- [Passage shown]

---*---

Author, educator, and activist Jonathan Schell (1943-2014)
click on photo to enlarge
A journalist who reported on the Vietnam War as a
staff writer for The New Yorker and whose book,
The Fate of the Earth, is still regarded as one of
the great books on the nuclear threat, Schell
became a longtime member of The Nation magazine's
community of writers and an activist who focused
on nonviolent struggles, human rights, and ending
the injustice associated with foreign wars abroad
and assaults on liberty at home.
Schell was a senior fellow at The Nation Institute
and a lecturer at Yale University, where he taught
courses on nonviolence and nuclear disarmament.
Over the years, his work appeared in numerous
print and online publications, including: The
Nation, TomDispatch, Harper's, Foreign Affairs,
and Common Dreams.
For a look at those articles which appeared on
Common Dreams, click here.
The Nation's Katrina vanden Huevel, on behalf of
herself and the magazine where Schell worked most
for the latter part of his career, writes today:
The power and persuasiveness of so much of
Jonathan's work came not only from his elegant
style, clarity of analysis and powerful logic but
also in the enduring belief that there is no idea
so powerful as a moral one. In a special 1998
Nation issue making the case for nuclear
abolition, he compelled us to confront the nuclear
peril in which we all find ourselves, and he
brilliantly laid out the argument that there
exists a viable and desirable alternative to
continued reliance on war and nuclear weapons. On
the nuclear crisis, no voice was as clear, no
writing as perceptive as Jonathan’s, going back to
his acclaimed 1982 book The Fate of the Earth and
his articles in The Nation and in other
publications.

---*---

- [Data supplied]
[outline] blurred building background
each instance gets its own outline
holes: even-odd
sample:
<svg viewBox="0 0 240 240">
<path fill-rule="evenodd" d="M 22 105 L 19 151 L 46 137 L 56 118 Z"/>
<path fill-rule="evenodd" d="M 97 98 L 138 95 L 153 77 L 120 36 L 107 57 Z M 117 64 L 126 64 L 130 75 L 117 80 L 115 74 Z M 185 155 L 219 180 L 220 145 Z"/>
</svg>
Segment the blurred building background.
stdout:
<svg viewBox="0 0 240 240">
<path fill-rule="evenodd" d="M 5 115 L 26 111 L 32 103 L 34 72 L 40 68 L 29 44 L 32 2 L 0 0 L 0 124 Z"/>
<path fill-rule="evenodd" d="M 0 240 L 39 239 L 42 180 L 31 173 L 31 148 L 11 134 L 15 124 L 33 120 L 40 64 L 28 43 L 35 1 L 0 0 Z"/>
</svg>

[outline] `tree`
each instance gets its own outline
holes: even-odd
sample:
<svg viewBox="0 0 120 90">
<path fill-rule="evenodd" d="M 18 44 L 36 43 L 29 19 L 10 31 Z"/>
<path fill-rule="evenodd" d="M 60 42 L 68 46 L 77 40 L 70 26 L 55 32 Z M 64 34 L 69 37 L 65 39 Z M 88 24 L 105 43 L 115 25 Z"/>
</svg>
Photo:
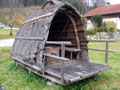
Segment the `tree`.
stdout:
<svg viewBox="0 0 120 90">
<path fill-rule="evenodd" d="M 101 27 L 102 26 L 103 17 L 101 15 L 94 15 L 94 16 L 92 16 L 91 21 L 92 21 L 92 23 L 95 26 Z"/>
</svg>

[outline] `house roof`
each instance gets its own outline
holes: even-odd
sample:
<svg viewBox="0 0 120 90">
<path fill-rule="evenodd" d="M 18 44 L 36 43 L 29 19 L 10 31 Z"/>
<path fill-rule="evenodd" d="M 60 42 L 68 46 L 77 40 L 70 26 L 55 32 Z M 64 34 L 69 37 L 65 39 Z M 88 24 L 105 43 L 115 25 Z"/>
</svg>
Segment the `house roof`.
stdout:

---*---

- [Tasks to carry out]
**a.** For each statement below, say whether the passage on Jonathan Schell agrees with it, answering yes or no and quoting the words of the passage that decide it.
(i) Schell taught courses on nonviolence and nuclear disarmament at Yale University.
(ii) The Fate of the Earth was published in 1998.
(iii) Schell was a staff writer for Harper's.
**b.** Answer these questions from the passage on Jonathan Schell.
(i) Which war did Schell report on?
(ii) Where was Schell a senior fellow?
(iii) Who writes on behalf of herself and The Nation?
**c.** Write a continuation of the passage on Jonathan Schell, starting after its final sentence.
The material is separate from the passage on Jonathan Schell.

- [Task answers]
**a.**
(i) Yes: "a lecturer at Yale University, where he taught courses on nonviolence and nuclear disarmament"
(ii) No: "his acclaimed 1982 book The Fate of the Earth"
(iii) No: "staff writer for The New Yorker"

**b.**
(i) The Vietnam War
(ii) The Nation Institute
(iii) Katrina vanden Huevel

**c.**
In the lead-up to the U.S. invasion of Iraq and in
its aftermath, Schell was an outspoken critic of the
Bush administration and put particular emphasis on
the failure of a pliant media that asked too few
hard questions both before and during the war.
In his last essay in a column series, titled
'Letter from Ground Zero,' based specifically on
the aftermath of 9/11 and the misguided road to
Iraq, Schell wrote movingly about how the flawed
response to the attacks of September 11th, though
clear for a time, at some point became hard to
distinguish from deeper problems—both new and old—
that he perceived were gripping the American
republic. . .
Though many voiced the idea that "9/11 changed
everything," Schell proved himself capable of more
sophisticated analysis in which, despite the
widespread damage and deep implications of those
events and the Iraq War that followed, he
concluded that "what remains most striking and
most surprising is the degree of continuity of the
systemic disorder in the face of radical,
galloping change in almost every other area of
political life" . . .
(Thank you to Janet Hudgins, the CPNN reporter for
this article.)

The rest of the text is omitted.